* _DATA PROVIDED_
————

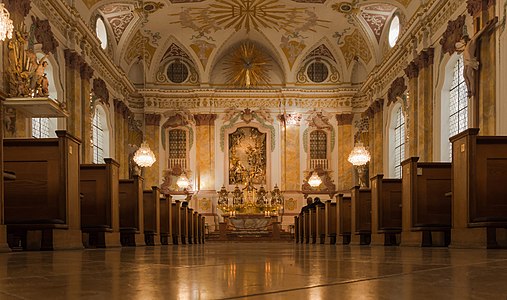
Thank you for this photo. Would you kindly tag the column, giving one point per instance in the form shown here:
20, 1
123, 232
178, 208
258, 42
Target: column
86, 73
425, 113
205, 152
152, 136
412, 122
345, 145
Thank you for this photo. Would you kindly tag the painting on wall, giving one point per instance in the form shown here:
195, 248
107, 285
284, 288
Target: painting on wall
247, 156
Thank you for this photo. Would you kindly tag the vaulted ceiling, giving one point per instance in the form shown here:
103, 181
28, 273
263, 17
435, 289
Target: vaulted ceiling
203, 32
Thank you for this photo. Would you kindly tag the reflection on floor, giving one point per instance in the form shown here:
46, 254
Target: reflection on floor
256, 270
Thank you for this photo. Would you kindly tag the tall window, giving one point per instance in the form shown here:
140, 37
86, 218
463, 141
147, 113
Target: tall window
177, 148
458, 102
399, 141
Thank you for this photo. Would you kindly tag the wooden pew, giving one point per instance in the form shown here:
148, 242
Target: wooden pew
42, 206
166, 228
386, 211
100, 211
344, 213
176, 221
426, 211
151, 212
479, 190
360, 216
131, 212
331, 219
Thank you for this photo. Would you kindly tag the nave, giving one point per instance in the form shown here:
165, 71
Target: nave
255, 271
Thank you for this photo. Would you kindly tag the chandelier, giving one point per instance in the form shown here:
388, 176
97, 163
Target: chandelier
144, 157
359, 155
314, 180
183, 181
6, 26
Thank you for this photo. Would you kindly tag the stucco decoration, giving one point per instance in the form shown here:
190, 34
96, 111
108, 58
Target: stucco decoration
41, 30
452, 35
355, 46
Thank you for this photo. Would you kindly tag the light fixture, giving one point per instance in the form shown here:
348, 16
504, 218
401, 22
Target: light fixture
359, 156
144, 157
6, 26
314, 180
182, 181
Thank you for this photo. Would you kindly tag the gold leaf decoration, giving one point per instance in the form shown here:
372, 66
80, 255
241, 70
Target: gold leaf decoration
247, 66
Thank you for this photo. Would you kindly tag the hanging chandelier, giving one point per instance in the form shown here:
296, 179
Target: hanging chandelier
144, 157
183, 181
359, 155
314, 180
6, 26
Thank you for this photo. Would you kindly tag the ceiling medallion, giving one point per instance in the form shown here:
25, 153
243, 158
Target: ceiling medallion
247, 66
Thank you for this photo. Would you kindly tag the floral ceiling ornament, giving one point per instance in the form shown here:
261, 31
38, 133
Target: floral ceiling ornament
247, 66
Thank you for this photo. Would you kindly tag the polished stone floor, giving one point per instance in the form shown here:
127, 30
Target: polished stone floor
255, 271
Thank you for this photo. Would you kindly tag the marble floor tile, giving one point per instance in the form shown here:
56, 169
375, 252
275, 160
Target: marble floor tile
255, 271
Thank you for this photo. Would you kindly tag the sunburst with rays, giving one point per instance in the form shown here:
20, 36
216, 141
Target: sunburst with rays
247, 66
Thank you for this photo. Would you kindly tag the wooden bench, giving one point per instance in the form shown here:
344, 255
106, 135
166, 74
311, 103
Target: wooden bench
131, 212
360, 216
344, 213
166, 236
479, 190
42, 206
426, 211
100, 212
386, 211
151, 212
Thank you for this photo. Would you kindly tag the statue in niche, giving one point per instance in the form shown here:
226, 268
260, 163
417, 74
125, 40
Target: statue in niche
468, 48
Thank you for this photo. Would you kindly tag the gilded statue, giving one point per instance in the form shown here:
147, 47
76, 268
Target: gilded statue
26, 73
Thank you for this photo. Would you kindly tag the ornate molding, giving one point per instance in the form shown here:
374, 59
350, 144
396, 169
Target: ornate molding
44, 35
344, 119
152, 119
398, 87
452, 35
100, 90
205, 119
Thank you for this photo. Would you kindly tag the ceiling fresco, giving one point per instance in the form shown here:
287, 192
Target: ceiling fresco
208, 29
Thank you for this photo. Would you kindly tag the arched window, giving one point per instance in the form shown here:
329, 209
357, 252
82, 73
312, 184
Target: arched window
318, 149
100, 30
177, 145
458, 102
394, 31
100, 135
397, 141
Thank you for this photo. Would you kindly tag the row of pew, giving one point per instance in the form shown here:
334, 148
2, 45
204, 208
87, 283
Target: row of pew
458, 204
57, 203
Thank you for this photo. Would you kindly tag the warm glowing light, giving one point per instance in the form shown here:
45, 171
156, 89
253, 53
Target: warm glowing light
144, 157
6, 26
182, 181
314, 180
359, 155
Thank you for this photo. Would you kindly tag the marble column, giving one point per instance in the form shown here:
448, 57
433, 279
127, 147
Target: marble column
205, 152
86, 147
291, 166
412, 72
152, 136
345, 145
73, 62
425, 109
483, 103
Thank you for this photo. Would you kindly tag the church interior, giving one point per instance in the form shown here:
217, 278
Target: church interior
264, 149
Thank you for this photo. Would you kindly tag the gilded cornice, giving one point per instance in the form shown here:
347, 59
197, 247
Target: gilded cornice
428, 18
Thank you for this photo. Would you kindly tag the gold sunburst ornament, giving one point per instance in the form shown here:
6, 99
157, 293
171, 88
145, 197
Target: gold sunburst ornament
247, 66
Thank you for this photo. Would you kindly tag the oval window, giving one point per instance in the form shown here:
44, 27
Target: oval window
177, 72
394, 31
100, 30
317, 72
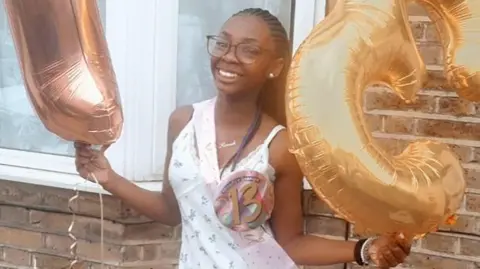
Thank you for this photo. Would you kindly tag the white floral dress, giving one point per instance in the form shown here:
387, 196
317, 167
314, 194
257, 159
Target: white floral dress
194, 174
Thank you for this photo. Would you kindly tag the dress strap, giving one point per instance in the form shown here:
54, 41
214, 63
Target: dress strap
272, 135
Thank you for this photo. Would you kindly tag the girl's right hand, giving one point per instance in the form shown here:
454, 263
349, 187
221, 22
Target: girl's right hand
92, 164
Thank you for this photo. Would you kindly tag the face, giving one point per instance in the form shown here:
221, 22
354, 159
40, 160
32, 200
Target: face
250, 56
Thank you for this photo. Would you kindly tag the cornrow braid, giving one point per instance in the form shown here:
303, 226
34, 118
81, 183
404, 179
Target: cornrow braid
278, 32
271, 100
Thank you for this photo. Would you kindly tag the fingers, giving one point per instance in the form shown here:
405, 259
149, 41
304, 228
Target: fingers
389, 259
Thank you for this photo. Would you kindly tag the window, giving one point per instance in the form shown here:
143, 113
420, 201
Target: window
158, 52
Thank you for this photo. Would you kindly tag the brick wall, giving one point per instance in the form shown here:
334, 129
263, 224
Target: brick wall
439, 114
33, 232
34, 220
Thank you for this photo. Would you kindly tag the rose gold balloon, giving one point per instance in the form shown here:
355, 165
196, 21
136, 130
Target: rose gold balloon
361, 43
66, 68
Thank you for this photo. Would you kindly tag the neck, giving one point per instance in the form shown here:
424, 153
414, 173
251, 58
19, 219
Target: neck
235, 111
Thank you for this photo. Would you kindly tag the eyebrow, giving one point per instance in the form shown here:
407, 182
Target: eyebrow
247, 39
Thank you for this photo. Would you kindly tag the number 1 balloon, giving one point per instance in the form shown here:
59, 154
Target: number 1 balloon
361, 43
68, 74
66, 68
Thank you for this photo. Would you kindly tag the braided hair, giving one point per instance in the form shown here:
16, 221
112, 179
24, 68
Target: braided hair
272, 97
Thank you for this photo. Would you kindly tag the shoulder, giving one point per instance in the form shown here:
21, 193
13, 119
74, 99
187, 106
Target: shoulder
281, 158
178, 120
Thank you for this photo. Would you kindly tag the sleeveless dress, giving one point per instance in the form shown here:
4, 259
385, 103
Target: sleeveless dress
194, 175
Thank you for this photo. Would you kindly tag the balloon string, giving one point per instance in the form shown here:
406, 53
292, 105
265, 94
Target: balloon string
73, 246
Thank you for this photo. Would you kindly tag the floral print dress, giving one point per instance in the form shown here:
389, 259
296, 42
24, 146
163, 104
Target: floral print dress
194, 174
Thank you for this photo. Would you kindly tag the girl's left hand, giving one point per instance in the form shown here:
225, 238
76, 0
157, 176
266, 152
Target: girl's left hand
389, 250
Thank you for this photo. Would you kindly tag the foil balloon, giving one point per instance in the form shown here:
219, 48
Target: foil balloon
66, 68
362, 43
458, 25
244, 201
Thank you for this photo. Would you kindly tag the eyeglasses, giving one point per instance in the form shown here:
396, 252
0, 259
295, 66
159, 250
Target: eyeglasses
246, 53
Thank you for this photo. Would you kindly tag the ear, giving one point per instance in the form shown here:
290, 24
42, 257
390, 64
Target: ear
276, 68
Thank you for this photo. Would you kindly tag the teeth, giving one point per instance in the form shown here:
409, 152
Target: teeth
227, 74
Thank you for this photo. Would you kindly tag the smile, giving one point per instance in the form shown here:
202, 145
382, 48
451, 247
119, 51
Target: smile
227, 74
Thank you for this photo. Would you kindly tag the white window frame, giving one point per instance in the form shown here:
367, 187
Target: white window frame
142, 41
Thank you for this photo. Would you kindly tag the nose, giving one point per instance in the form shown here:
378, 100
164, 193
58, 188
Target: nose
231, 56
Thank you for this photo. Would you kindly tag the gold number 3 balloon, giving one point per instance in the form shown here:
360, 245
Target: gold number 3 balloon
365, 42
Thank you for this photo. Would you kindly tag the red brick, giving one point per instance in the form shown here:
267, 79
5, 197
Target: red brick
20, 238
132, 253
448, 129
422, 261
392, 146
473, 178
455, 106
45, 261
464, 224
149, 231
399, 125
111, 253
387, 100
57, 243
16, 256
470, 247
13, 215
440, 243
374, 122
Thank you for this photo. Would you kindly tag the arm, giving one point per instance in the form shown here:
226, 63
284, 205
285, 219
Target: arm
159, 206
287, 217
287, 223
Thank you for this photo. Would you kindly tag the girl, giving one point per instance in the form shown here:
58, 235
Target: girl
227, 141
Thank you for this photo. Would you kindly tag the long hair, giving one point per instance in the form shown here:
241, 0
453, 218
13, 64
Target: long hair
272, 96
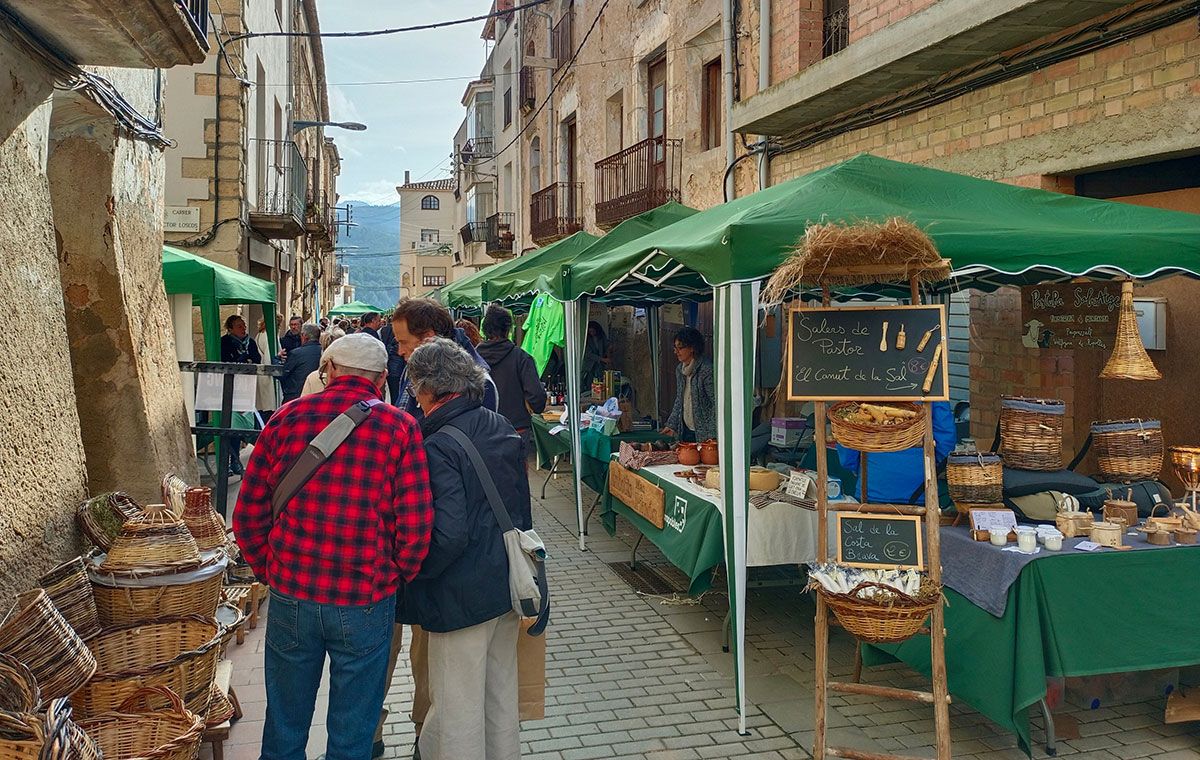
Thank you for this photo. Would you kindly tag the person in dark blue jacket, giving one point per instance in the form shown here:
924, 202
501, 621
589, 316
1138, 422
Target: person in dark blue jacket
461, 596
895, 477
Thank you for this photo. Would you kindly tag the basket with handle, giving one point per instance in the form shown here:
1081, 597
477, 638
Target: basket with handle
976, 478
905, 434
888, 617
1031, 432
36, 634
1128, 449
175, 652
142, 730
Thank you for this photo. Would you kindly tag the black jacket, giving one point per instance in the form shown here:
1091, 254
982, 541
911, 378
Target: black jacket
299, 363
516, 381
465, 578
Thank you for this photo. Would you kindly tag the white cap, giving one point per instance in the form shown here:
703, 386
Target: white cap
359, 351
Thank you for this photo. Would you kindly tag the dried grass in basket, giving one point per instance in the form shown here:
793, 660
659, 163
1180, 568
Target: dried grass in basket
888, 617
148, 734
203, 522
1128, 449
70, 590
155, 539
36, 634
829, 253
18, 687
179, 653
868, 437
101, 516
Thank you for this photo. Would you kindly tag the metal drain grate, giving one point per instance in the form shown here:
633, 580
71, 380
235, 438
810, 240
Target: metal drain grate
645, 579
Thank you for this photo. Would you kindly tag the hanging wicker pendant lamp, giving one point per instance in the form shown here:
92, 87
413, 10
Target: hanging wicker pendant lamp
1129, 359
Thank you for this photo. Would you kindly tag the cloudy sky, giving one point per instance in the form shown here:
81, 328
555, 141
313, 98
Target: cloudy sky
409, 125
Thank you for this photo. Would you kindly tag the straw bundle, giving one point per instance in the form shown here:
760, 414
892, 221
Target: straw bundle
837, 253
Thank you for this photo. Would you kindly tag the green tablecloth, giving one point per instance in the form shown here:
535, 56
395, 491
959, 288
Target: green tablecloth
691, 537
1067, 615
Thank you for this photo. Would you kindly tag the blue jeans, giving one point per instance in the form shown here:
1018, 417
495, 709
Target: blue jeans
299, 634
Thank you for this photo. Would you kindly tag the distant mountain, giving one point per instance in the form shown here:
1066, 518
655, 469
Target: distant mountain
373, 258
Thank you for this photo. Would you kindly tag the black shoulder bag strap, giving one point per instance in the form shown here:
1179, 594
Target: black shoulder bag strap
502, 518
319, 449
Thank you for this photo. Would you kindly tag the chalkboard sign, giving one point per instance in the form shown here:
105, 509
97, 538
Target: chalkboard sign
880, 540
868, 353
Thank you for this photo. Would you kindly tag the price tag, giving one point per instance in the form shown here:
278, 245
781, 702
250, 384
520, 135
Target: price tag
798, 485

————

* _GIVEN EXERCISE_
Write out exactly the lines starting with the one that holds "Thank you for this photo. Would you kindly tag the dried" and running through the last line above.

* _THE RESPONSE_
Thank you for this photo. Would you kindly tag the dried grass in basket, giving one point per instance in the form shown here:
793, 660
659, 163
1180, 568
Target: dried grass in basket
888, 617
148, 734
203, 522
1128, 449
70, 590
155, 539
36, 634
829, 253
18, 687
179, 653
868, 437
101, 516
Thank you for this photo. Would you kindly tag the metal drain grate, giving one point per instance in the form shown here:
633, 580
71, 380
235, 438
810, 240
Target: metal drain grate
645, 579
Thank you for this photo. Would you kindly tag the hanging wicker pendant lamp, giving one point per instance in the form shown here:
92, 87
413, 10
Target: hanging wicker pendant lamp
1129, 359
Thank you for this photo. Would you kindly tag the cloudy sky, giving one point per instance in the form shown here:
81, 328
555, 141
313, 98
Target: cloudy sky
409, 125
Thank you for this photo. Would you kindly tag the straw bundle, giving one point per instance in the form shown here:
760, 414
892, 221
Target: straw bundle
837, 253
Thank you for this photo. Would you kindly tag the green tablecloth, giving one point per instance in the form shown here:
535, 56
395, 491
959, 288
Target: green tablecloth
691, 537
1067, 615
Thank you for this photo. Would you kindly tag the blue jeans, giving one point per instance in the form shown here:
1018, 417
495, 709
Target: blue jeans
299, 634
Thank you for this photo. Would you kindly tag the distant mountain, giving one point per instance in the form shown here:
1066, 518
655, 469
Target: distant mountain
373, 258
Thank you for this photo. Would you kindly tag the black shoulder bag strap, giving one point per instance in the form shown here:
1179, 594
Target: black shoulder bag strap
502, 518
319, 449
Thank you for this photo. Would you kindly tag the chalkboard sign, giving one point per instance in the form shown here:
105, 509
97, 538
Target: chalkboard sign
880, 540
868, 353
Thank you for this photo. Would you kindly tag the price tag, giving one point per instance in the form shown here:
278, 245
781, 702
250, 384
520, 135
Target: price tag
798, 485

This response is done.